*Problem to solve*:
Rewrite the material with "arched window" changed to "arched doorway", leaving everything else untouched.
::::
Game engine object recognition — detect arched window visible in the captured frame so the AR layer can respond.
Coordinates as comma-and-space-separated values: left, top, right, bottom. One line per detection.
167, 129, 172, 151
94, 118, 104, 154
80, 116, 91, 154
::::
*Worked answer*:
Game engine object recognition — detect arched doorway visible in the captured frame so the AR layer can respond.
Coordinates as comma-and-space-separated values: left, top, right, bottom. One line per detection.
167, 129, 172, 151
94, 118, 104, 154
80, 116, 91, 154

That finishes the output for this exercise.